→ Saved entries
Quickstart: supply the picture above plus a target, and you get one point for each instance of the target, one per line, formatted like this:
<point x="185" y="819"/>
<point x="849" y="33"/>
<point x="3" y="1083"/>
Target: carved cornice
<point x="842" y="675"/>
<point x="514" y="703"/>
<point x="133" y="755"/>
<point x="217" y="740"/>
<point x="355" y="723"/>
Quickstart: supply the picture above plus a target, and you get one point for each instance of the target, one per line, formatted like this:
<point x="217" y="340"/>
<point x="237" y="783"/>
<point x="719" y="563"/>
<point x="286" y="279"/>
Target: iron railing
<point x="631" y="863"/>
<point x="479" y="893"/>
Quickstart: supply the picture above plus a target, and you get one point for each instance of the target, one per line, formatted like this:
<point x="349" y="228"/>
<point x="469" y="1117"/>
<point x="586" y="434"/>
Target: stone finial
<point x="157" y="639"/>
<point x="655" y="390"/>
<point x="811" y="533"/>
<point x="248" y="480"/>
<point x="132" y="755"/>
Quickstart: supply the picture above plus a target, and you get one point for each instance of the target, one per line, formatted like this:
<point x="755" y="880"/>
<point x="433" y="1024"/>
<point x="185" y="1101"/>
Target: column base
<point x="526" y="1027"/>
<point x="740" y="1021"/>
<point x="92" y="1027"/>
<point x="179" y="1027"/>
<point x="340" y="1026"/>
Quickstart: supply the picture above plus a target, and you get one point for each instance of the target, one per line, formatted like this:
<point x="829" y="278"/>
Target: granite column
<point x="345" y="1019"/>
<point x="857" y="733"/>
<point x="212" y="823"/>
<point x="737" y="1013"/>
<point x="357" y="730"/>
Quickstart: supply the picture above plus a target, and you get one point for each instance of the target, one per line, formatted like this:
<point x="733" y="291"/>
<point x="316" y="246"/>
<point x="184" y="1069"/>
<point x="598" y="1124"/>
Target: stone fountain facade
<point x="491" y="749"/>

→ Assignment
Exact copies of every record are required.

→ Your solution
Quickstart: supply the picture above plus a target, and you get one point for each instance of the target, one per line, formatted like this:
<point x="185" y="819"/>
<point x="849" y="33"/>
<point x="3" y="1083"/>
Target: carved cornice
<point x="842" y="675"/>
<point x="514" y="703"/>
<point x="133" y="755"/>
<point x="217" y="740"/>
<point x="355" y="723"/>
Quickstart: supply the picture above plus a target, and you get one point for each instance of the target, one per line, formatted like this:
<point x="217" y="340"/>
<point x="237" y="783"/>
<point x="719" y="563"/>
<point x="286" y="279"/>
Target: iron railing
<point x="631" y="863"/>
<point x="479" y="893"/>
Quickstart: supply the picture above plus a target, and you get one point for each instance of the target, one per line, formatted like this:
<point x="349" y="228"/>
<point x="469" y="1117"/>
<point x="586" y="434"/>
Target: stone finial
<point x="157" y="639"/>
<point x="655" y="390"/>
<point x="811" y="533"/>
<point x="248" y="480"/>
<point x="132" y="755"/>
Quickstart: supply the picture above plus a target, and you get one point for each instance of the target, one per line, formatted like this:
<point x="755" y="880"/>
<point x="433" y="1024"/>
<point x="185" y="1101"/>
Target: column base
<point x="526" y="1027"/>
<point x="740" y="1021"/>
<point x="92" y="1027"/>
<point x="179" y="1027"/>
<point x="340" y="1026"/>
Quickstart: supply the picture above plus a target, and you get one point for each instance of the target, one per line, formatted like this:
<point x="829" y="278"/>
Target: granite column
<point x="345" y="1019"/>
<point x="857" y="733"/>
<point x="212" y="823"/>
<point x="737" y="1013"/>
<point x="357" y="730"/>
Quickstart: supply the picture above plus a target, and you get one point for each instance of the target, one per line, formatted like this:
<point x="733" y="291"/>
<point x="316" y="246"/>
<point x="184" y="1069"/>
<point x="598" y="1124"/>
Target: stone fountain facade
<point x="491" y="749"/>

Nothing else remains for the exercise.